**Selected text:**
Segment Open

King of the Bosporus
- Reign: 93–123
- Predecessor: T. J. Rhescuporis I
- Successor: T. J. Cotys II
- Died: 123
- Issue: T. J. Cotys II
- Dynasty: Tiberian-Julian
- Father: T. J. Rhescuporis I

= Sauromates I =

King of the Bosporus from 93 to 123

Sauromates I (Τιβέριος Ἰούλιος Σαυρομάτης Α' Φιλοκαῖσαρ Φιλορωμαῖος Εὐσεβής, Tiberios Iulios Sauromates Philocaesar Philoromaios Eusebes, means lover of Caesar, lover of Rome who is the Pius one; – 123) was a Roman client king of the Bosporan Kingdom.

Sauromates I was the son and heir of the Bosporan king Rhescuporis II. He was of Greek, Iranian and Roman ancestry. The name Sauromates is a name of Sarmatian origin. His paternal grandparents were the previous ruling Bosporan Monarchs Cotys I and Eunice.

Through his paternal grandfather, Sauromates I was a descendant of the Roman Triumvir Mark Antony from his second marriage to his paternal cousin Antonia Hybrida Minor (second daughter of Roman Republican Politician Gaius Antonius Hybrida, Antony's paternal uncle), thus Sauromates I was related to various members of the Julio-Claudian dynasty. He was also a descendant of Roman Client Rulers Polemon I of Pontus, Pythodorida of Pontus and Cotys VIII of Thrace. Through his paternal grandfather, Sauromates I was a descendant of Greek Macedonian Kings: Antigonus I Monophthalmus, Seleucus I Nicator and Regent, Antipater. These three men served under King Alexander the Great. He is also descended from the Monarchs Mithridates VI of Pontus and his first wife, his sister Laodice and the previous Bosporan King Asander.

When Rhescuporis II died in 93, Sauromates I succeeded his father as Bosporan King and reigned until his own death in 123. He was a contemporary of the Roman Emperors Domitian, Nerva, Trajan and Hadrian. Sauromates I continued his father's legacy of rebuilding the Bosporan Kingdom. In 68, Rhescuporis II had restored the Bosporan Kingdom, previously a part of the Roman province of Moesia Inferior, as a semi-independent Roman Client State. On coins, his royal title is in Greek: ΒΑΣΙΛΕΩΣ ΣΑΥΡΟΜΑΤΟΥ or of King Sauromates.

Either Rhescuporis II or Sauromates I established Phanagoria as the new capital city of the Bosporan Kingdom. From the late 1st century, Panticapaeum, the original capital city, had gradually lost its importance. Phanagoria became the new capital city because of the increasing popularity of the city's titulary goddess, Aphrodite, and her cult.

In 105, Sauromates I, entrusted and appointed a priest as an official to oversee the restoration of the porticos at the temple at Hermonassa. Out of his personal religious devotion in 110, he erected a temple dedicated to Aphrodite in Gorgippia. In an honorific inscription dedicated to Sauromates I, found in Nicaea, Sauromates I was given the honorific title Ktistes or Founder. He was awarded this title because of his goodness, generosity and his contributions throughout the Bosporan and Anatolia.

Segment Closed

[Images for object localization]
Segment Open

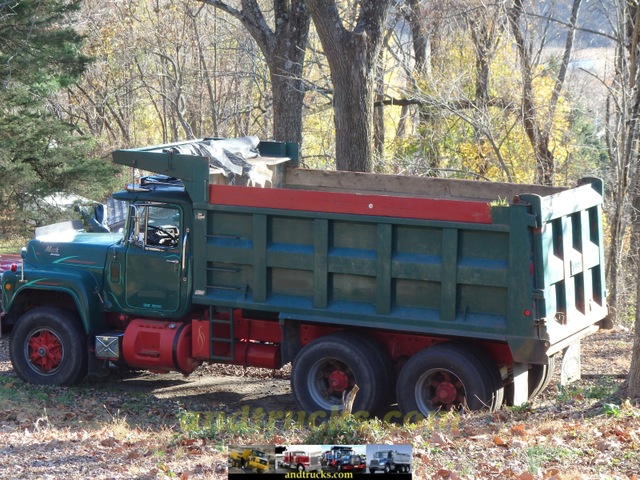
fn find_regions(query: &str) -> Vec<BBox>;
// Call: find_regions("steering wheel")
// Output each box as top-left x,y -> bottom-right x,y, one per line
147,225 -> 178,245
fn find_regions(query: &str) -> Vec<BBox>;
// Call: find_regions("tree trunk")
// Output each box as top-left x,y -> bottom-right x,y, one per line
507,0 -> 581,185
307,0 -> 391,172
200,0 -> 310,143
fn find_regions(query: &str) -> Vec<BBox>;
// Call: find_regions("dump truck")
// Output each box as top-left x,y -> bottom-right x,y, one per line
369,450 -> 411,473
282,449 -> 322,472
229,448 -> 269,473
2,139 -> 611,421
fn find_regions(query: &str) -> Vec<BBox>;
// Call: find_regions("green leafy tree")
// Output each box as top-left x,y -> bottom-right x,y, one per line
0,0 -> 119,237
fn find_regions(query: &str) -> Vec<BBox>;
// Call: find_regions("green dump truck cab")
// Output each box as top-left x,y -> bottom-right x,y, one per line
2,139 -> 610,415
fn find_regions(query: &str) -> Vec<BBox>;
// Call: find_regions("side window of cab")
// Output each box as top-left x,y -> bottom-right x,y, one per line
131,205 -> 180,249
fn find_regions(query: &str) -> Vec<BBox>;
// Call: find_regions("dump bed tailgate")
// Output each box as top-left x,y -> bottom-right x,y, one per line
520,179 -> 607,354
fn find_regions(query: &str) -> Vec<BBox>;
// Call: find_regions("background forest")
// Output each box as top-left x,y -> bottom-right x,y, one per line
0,0 -> 640,372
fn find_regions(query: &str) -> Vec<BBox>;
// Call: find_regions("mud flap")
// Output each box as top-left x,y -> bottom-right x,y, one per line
560,340 -> 581,387
513,362 -> 529,406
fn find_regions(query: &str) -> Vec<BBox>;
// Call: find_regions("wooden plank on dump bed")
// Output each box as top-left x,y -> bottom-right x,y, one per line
209,185 -> 491,223
285,168 -> 566,201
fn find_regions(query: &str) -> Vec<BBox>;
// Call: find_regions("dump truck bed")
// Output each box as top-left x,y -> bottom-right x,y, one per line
114,139 -> 607,363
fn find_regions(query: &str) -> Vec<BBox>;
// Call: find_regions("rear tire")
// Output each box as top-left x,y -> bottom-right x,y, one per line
397,344 -> 502,416
291,333 -> 388,416
9,307 -> 88,385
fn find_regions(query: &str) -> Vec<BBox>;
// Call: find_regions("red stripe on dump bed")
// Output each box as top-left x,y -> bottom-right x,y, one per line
209,185 -> 491,223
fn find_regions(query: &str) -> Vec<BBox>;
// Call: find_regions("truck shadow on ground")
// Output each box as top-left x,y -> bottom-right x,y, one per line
91,372 -> 298,416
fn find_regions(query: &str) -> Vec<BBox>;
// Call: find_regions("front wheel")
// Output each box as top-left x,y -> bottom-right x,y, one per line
9,307 -> 87,385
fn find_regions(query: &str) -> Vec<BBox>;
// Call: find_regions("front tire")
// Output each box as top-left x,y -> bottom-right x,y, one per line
9,307 -> 88,385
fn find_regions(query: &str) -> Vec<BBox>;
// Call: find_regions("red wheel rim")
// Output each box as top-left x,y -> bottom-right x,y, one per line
25,329 -> 64,374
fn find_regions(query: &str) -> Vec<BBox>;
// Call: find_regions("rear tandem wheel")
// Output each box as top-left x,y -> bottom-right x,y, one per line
396,343 -> 504,416
291,332 -> 390,416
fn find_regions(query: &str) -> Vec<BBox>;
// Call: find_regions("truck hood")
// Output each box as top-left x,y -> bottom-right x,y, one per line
22,231 -> 122,270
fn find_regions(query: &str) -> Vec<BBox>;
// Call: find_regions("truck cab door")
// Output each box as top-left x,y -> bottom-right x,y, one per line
124,204 -> 187,314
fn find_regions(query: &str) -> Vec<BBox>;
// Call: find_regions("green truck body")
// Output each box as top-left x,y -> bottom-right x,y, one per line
2,140 -> 608,414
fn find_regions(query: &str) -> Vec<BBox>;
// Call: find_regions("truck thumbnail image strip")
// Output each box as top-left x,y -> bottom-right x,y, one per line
227,445 -> 276,474
275,445 -> 412,478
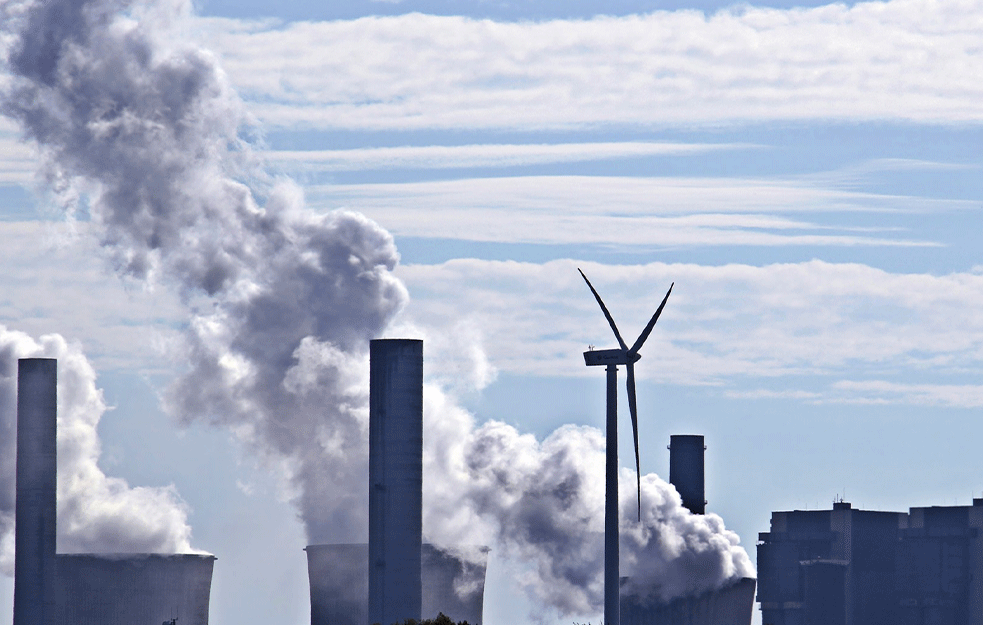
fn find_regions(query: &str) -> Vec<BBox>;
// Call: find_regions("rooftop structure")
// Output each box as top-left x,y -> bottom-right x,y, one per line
758,499 -> 983,625
369,339 -> 423,624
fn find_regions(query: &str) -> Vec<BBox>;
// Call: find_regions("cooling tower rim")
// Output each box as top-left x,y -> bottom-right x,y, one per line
55,553 -> 218,560
304,542 -> 492,553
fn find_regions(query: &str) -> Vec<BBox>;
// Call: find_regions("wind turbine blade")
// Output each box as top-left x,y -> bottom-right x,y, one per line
628,360 -> 642,522
636,278 -> 676,354
577,267 -> 628,351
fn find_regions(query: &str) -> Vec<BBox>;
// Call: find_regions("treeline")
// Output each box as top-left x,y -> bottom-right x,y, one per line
372,612 -> 470,625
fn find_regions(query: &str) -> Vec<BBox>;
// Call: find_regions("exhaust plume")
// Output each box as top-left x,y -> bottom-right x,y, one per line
0,326 -> 194,575
2,0 -> 751,613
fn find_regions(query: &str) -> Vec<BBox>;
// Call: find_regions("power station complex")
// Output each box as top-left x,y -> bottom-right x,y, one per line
14,346 -> 755,625
758,499 -> 983,625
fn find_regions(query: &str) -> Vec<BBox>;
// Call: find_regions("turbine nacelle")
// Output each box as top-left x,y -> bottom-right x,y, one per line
584,349 -> 642,367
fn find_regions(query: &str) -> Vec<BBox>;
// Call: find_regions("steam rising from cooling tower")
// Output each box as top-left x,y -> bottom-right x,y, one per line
0,0 -> 751,613
0,326 -> 193,575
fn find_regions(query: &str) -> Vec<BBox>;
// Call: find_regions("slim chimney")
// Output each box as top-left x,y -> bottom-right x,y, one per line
369,339 -> 423,625
14,358 -> 58,625
669,434 -> 707,514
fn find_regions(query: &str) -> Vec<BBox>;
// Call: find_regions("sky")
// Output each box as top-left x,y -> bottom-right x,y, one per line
0,0 -> 983,625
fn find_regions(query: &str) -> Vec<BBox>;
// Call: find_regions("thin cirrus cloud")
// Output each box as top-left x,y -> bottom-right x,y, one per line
198,0 -> 983,129
397,259 -> 983,388
308,176 -> 952,247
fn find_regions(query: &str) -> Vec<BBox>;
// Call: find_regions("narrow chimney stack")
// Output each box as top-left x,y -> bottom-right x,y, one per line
14,358 -> 58,625
669,434 -> 707,514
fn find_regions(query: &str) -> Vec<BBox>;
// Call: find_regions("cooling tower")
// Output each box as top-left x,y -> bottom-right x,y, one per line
423,544 -> 488,625
14,358 -> 60,625
304,543 -> 369,625
369,339 -> 423,625
621,577 -> 756,625
669,434 -> 707,514
304,543 -> 488,625
56,554 -> 215,625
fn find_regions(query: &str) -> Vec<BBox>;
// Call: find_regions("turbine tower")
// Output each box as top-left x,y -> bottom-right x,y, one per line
577,269 -> 675,625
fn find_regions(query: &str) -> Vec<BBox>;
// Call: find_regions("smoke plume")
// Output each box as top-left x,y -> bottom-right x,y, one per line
0,326 -> 198,575
3,0 -> 751,613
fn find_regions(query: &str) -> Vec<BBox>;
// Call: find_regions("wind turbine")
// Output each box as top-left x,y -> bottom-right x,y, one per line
577,268 -> 676,625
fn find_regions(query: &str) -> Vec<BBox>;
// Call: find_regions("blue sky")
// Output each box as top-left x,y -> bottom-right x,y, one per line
0,0 -> 983,625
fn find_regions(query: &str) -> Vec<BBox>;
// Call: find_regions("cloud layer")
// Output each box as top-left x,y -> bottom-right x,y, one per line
397,259 -> 983,407
0,326 -> 194,575
201,0 -> 983,129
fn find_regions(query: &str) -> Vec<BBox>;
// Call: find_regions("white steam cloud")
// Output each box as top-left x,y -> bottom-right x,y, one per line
2,0 -> 752,613
0,326 -> 193,575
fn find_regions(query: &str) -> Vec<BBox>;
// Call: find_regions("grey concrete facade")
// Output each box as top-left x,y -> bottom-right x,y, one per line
621,577 -> 755,625
369,339 -> 423,625
55,554 -> 215,625
669,434 -> 706,514
14,358 -> 58,625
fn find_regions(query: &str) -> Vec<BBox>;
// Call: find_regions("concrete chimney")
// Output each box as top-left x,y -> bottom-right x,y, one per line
669,434 -> 707,514
14,358 -> 58,625
369,339 -> 423,625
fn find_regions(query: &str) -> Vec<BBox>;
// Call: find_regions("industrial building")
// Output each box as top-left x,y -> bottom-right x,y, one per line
55,553 -> 215,625
13,358 -> 215,625
621,577 -> 755,625
758,499 -> 983,625
305,339 -> 488,625
669,434 -> 707,514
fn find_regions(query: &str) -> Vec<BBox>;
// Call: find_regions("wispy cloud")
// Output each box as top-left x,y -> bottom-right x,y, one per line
308,176 -> 952,247
199,0 -> 983,129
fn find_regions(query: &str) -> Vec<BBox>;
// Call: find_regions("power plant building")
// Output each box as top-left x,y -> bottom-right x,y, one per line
305,543 -> 488,625
55,554 -> 215,625
669,434 -> 707,514
13,358 -> 215,625
758,499 -> 983,625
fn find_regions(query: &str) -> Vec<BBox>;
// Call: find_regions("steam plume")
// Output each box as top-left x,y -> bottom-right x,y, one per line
0,326 -> 198,575
3,0 -> 750,612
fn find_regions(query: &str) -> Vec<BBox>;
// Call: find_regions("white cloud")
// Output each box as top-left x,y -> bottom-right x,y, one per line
832,380 -> 983,408
308,176 -> 952,247
0,222 -> 186,372
397,259 -> 983,390
192,0 -> 983,129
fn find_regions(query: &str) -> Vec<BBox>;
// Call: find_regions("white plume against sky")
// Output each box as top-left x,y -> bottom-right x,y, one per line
0,326 -> 194,575
3,1 -> 753,614
0,0 -> 983,625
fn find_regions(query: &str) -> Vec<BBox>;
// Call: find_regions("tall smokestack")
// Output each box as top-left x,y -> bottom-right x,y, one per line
669,434 -> 707,514
369,339 -> 423,625
14,358 -> 58,625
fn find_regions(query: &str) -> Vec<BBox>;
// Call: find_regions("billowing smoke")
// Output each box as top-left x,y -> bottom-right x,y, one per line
0,326 -> 198,575
3,0 -> 751,613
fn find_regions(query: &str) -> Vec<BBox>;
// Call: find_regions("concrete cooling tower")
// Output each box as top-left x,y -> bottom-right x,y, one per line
669,434 -> 707,514
369,339 -> 423,624
304,543 -> 488,625
621,577 -> 756,625
55,554 -> 215,625
13,358 -> 215,625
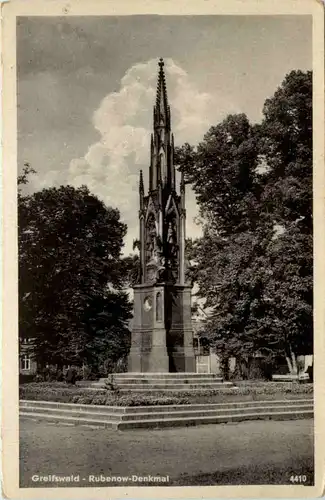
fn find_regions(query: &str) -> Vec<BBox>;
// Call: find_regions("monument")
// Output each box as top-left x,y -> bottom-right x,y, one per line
128,59 -> 195,373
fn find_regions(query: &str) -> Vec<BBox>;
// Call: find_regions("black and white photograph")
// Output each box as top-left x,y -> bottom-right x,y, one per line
4,2 -> 324,498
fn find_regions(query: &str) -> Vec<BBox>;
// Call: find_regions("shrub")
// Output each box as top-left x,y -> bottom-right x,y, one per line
19,381 -> 313,406
19,373 -> 35,384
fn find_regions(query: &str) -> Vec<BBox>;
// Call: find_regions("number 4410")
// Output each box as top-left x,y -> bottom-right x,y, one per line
290,475 -> 307,483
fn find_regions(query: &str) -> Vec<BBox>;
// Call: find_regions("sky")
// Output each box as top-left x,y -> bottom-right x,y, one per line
17,15 -> 312,254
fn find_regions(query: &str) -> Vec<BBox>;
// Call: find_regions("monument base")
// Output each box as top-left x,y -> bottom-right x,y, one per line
128,283 -> 195,373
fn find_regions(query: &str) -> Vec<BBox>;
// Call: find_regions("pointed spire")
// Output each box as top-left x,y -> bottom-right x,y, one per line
139,170 -> 144,211
180,171 -> 185,194
156,58 -> 168,119
139,170 -> 144,194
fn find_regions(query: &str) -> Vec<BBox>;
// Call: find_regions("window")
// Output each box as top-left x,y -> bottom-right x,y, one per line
21,354 -> 30,370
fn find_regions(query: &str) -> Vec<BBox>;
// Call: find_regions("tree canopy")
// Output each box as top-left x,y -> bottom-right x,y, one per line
18,181 -> 131,372
176,71 -> 313,370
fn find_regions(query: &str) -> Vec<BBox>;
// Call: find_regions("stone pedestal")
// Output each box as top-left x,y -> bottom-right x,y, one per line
128,283 -> 195,373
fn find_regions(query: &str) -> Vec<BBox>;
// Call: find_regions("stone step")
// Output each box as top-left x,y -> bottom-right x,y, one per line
109,382 -> 233,391
109,377 -> 223,385
20,409 -> 314,430
117,410 -> 314,430
19,411 -> 118,429
79,384 -> 237,394
110,372 -> 222,381
20,403 -> 313,421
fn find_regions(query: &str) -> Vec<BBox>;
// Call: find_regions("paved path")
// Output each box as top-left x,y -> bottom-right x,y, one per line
20,420 -> 313,487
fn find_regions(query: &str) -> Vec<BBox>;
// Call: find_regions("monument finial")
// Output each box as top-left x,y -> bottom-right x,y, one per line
139,170 -> 144,193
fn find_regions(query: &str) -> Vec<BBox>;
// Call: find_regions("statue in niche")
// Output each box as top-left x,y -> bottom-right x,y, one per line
167,220 -> 178,259
167,218 -> 178,281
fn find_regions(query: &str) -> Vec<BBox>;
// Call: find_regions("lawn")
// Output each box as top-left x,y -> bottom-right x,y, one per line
20,420 -> 314,487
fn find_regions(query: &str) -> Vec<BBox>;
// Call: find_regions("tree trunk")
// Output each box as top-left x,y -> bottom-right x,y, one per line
285,346 -> 298,376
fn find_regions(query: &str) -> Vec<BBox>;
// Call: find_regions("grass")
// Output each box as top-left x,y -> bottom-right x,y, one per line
19,381 -> 313,406
20,420 -> 314,487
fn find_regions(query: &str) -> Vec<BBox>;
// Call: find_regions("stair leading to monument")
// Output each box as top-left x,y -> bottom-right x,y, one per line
19,398 -> 313,430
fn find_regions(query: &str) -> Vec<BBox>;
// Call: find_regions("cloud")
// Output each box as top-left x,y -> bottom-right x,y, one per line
67,59 -> 220,253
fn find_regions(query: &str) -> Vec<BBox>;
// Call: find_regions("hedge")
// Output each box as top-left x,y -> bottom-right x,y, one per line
19,382 -> 313,406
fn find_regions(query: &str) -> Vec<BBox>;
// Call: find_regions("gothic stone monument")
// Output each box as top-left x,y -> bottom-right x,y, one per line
128,59 -> 195,373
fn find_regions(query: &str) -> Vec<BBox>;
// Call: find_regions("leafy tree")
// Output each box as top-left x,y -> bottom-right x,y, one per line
18,182 -> 131,366
176,71 -> 313,372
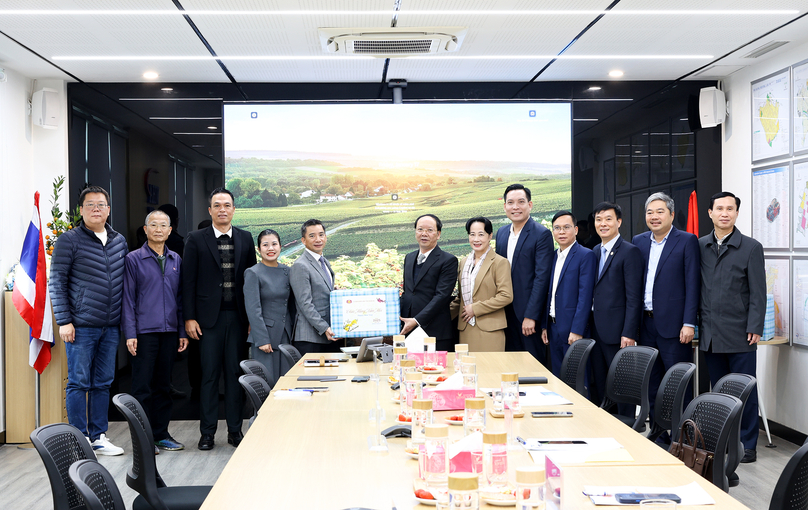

Segment Closed

**What to work on:**
(a) Please transcribe the passage of the Sauromates I text between "Sauromates I (Τιβέριος" and "I and Eunice.", inclusive.
(b) According to the Sauromates I text, what did Sauromates I erect in Gorgippia in 110?

**Solutions to the tasks:**
(a)
Sauromates I (Τιβέριος Ἰούλιος Σαυρομάτης Α' Φιλοκαῖσαρ Φιλορωμαῖος Εὐσεβής, Tiberios Iulios Sauromates Philocaesar Philoromaios Eusebes, means lover of Caesar, lover of Rome who is the Pius one; – 123) was a Roman client king of the Bosporan Kingdom.

Sauromates I was the son and heir of the Bosporan king Rhescuporis II. He was of Greek, Iranian and Roman ancestry. The name Sauromates is a name of Sarmatian origin. His paternal grandparents were the previous ruling Bosporan Monarchs Cotys I and Eunice.

(b) A temple dedicated to Aphrodite.